# Document extract:
What is DataPancake?
DataPancake is a complete solution for semi-structured data. You can now Pancake your data™ - Flatten, normalize, enrich, and secure complex JSON/XML with a Cortex AI Data Dictionary Builder and a Cortex Analyst Semantic Model Generator - all securely inside of Snowflake.
DataPancake's Core Features
🔍 Schema Discovery
Recursively scans 100% of your semi-structured data (JSON, XML, Avro, Parquet, and ORC) to discover all attributes including nested arrays, objects, and every polymorphic version of each attribute.
Detects all 7 polymorphic data type variations (4 primitives, 2 types of arrays, and objects).
Identifies escaped JSON within string fields.
Scanning and discovery benefits from Snowflake's vertical scaling.
Infers Snowflake destination data types including correct datetime formats for accurate type conversion.
🛠️ Pipeline Designer
Enables users to customize how each pipeline SQL DDL will be generated.

# Listed records:
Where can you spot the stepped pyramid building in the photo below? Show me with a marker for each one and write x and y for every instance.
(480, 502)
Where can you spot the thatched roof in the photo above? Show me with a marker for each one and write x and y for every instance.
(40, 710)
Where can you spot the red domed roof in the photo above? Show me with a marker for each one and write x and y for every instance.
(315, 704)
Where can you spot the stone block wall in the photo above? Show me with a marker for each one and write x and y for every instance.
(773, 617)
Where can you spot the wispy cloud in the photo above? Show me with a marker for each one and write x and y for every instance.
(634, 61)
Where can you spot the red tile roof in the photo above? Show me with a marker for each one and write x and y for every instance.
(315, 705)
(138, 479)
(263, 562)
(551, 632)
* * *
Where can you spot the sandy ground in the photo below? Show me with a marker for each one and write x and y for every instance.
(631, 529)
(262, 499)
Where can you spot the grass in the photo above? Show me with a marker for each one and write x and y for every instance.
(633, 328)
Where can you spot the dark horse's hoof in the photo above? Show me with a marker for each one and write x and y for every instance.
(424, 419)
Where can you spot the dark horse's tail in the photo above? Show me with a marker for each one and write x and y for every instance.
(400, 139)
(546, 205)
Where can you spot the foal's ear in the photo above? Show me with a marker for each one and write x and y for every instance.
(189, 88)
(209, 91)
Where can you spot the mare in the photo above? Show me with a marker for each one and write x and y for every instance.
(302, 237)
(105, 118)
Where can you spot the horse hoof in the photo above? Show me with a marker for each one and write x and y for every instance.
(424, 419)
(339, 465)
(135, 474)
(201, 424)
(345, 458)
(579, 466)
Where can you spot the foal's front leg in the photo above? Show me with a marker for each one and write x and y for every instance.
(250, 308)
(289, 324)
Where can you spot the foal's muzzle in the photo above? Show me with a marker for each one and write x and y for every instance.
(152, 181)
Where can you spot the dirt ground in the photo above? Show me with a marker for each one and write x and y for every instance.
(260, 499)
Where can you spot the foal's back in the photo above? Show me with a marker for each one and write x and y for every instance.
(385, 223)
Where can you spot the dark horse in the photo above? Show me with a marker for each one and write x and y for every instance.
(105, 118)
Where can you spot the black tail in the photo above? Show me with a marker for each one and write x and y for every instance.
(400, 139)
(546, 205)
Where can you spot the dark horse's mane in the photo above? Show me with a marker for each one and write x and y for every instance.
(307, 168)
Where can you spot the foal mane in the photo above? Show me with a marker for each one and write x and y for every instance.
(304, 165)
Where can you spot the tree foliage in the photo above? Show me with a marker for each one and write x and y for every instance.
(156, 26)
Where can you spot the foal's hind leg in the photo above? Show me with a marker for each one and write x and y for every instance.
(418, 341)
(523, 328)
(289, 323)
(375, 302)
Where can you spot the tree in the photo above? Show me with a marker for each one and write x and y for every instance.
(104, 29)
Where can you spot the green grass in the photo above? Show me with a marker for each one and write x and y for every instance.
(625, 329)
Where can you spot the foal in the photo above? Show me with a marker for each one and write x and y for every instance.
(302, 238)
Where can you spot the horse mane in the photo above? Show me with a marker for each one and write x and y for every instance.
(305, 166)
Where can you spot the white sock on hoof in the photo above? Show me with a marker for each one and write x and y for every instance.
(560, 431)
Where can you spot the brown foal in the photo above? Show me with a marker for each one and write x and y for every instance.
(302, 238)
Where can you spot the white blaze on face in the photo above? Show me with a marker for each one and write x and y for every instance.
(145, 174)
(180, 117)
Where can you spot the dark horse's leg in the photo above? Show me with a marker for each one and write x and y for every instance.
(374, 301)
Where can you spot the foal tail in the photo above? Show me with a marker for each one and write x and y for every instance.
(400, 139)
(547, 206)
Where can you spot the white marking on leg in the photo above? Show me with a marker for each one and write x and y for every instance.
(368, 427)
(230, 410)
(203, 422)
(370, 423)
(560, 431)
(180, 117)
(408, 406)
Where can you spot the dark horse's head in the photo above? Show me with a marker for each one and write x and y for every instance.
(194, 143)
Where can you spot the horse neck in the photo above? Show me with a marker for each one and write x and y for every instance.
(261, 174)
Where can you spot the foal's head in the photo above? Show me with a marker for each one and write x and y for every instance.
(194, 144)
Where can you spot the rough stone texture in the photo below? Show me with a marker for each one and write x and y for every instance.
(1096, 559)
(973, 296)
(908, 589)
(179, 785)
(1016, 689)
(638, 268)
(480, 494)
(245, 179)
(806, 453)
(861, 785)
* * *
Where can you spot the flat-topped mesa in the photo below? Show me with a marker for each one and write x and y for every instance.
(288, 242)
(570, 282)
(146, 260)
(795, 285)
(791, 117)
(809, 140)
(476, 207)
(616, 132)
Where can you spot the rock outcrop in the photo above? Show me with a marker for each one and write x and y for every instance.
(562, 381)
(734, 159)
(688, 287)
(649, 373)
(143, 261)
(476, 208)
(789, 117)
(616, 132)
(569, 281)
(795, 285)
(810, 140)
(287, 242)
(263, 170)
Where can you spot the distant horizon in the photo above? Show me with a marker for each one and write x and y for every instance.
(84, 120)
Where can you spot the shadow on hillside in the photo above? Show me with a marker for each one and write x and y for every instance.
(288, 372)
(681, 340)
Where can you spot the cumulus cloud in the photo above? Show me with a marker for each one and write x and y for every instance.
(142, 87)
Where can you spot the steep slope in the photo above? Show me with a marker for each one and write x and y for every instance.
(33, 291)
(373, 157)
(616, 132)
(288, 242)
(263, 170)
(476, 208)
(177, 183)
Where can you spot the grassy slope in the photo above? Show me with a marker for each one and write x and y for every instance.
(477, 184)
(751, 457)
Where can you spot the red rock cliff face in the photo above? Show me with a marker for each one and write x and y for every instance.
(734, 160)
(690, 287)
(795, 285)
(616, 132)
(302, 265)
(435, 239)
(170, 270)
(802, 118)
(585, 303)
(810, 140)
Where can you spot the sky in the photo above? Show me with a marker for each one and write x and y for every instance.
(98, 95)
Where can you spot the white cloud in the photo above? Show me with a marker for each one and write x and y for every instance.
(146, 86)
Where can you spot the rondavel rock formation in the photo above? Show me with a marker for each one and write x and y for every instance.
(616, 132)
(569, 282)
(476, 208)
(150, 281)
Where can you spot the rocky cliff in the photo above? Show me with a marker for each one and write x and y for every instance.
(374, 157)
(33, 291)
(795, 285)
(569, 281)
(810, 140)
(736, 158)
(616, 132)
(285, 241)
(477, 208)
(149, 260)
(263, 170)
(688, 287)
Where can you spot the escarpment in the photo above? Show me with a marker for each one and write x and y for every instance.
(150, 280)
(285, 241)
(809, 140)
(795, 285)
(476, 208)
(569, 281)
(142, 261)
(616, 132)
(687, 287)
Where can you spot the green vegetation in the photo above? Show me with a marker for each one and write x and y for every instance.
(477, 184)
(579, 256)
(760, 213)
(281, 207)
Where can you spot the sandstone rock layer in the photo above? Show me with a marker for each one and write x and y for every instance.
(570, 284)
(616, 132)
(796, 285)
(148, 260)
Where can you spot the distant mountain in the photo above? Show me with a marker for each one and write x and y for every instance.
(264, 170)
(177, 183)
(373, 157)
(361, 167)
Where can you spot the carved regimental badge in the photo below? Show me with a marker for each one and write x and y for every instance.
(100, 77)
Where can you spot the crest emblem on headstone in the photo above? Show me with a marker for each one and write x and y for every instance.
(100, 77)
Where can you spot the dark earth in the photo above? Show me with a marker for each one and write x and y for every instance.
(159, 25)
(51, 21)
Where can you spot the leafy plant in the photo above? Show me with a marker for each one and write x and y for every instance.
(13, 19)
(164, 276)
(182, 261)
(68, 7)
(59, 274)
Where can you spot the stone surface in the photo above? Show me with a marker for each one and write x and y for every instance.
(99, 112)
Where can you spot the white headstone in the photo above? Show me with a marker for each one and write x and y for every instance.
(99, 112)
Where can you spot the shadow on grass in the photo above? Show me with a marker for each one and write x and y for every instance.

# Exercise instructions:
(A) Name each semi-structured data format that Schema Discovery scans, according to the DataPancake text.
(B) Write out the DataPancake text from "Identifies escaped JSON" to "accurate type conversion.".

# Answers in order:
(A) JSON, XML, Avro, Parquet, and ORC

(B)
Identifies escaped JSON within string fields.
Scanning and discovery benefits from Snowflake's vertical scaling.
Infers Snowflake destination data types including correct datetime formats for accurate type conversion.